PROMPT ▸
Would you set down every row below word for word, with no line changed or left out?

RECORDS TO USE ▸
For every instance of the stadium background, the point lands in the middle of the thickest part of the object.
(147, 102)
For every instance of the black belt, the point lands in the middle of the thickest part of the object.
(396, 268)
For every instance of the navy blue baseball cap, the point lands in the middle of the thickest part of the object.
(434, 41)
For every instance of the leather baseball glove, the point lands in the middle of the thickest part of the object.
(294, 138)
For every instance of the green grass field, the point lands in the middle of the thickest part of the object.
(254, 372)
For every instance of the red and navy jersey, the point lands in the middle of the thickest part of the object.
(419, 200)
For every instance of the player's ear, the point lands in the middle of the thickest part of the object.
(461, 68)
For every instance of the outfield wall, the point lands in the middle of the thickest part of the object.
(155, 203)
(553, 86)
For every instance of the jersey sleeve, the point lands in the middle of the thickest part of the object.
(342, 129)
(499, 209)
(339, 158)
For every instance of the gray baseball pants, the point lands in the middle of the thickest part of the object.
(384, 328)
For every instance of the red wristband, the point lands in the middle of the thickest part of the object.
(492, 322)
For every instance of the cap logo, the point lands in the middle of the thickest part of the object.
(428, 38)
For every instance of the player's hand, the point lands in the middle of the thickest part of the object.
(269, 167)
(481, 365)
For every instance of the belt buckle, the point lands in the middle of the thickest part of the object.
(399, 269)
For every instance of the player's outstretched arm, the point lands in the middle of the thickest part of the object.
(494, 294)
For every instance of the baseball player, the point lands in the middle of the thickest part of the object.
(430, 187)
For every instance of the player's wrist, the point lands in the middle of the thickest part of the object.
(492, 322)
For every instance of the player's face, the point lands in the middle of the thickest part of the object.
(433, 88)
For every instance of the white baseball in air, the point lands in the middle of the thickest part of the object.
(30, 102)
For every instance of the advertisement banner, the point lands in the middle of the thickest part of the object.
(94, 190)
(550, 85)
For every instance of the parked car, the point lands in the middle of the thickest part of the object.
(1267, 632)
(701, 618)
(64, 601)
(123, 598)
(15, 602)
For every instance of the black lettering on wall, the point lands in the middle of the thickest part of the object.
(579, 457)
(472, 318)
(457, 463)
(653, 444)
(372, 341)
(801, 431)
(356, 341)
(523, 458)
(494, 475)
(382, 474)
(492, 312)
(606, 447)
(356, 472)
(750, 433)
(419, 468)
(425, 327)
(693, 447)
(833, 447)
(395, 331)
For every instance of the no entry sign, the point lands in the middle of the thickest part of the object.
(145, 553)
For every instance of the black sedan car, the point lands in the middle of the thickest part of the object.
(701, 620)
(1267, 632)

WRITTEN RESPONSE ▸
For every instance of the stadium background, the point lands in the middle of the thickest part of the object.
(147, 102)
For every instance of the black belt, the point lands in the middle of the thickest part of the object.
(396, 268)
For every instance of the navy blue baseball cap, the point lands in the middle of the thickest part of the object.
(434, 41)
For every instance of the leather baseball glove, the point lands in the middle of the thickest part of the object.
(294, 138)
For every instance of the green grass field, the point lands in the middle of the thickest part of the object.
(254, 372)
For every instance of the red and navy jersey, the point lands in the middle of the thickest part of the object.
(419, 200)
For every instance of the player's ear, the point lands in the middle of the thickest part of the object.
(461, 68)
For every instance of the outfield wall, the point lands in the middle of the thickest part of the object.
(155, 203)
(553, 86)
For every instance of the jersey sleeve, the point lands in the middle of the thickest part of the object.
(342, 129)
(499, 209)
(339, 158)
For every instance of the gray baseball pants, the point lands in the middle of the thickest part of the object.
(384, 328)
For every instance of the red wristband, the point lands in the middle of the thickest part of the object.
(492, 322)
For every instance of the cap logo, the point lands in the middle of the thickest part of the object.
(428, 38)
For every instance of the player's hand, the point lands in the middle of the thickest part of the object.
(269, 167)
(481, 365)
For every instance of the belt buckle, the point lands in the middle of the thickest part of the object.
(399, 269)
For every instance of the player's outstretched arm, the point lands in the middle of the thickest part of the object.
(494, 294)
For every instance of the baseball player, the point lands in the middle of the thickest part of the object.
(430, 187)
For every instance of the player's wrist, the point lands in the middle of the thickest part of the object.
(492, 322)
For every instance of the player's face, the point lands in the middle of the thickest part of the object.
(433, 88)
For every instance of the white baseball in air, the point lands in the middle of the thickest part of the object.
(30, 102)
For every instance of the advertisement banner, the point lands in the middle of the thickest part of the object.
(94, 190)
(550, 85)
For every instance of the parked car, the point lands in the middle of the thickest part of the object.
(1267, 632)
(701, 618)
(64, 601)
(123, 598)
(15, 602)
For every instance of the black lettering on wall, the point lands in the middle of the thickest part of the object.
(579, 457)
(472, 318)
(457, 463)
(653, 444)
(372, 341)
(801, 431)
(356, 341)
(523, 458)
(494, 475)
(382, 474)
(492, 312)
(606, 447)
(356, 472)
(750, 433)
(419, 468)
(425, 327)
(693, 447)
(833, 447)
(395, 331)
For every instance of the no entry sign, the point lands in the middle of the thickest part of the object.
(145, 553)
For every instance of the black sedan car, the point lands in the middle of the thickest part of the object.
(701, 620)
(1267, 632)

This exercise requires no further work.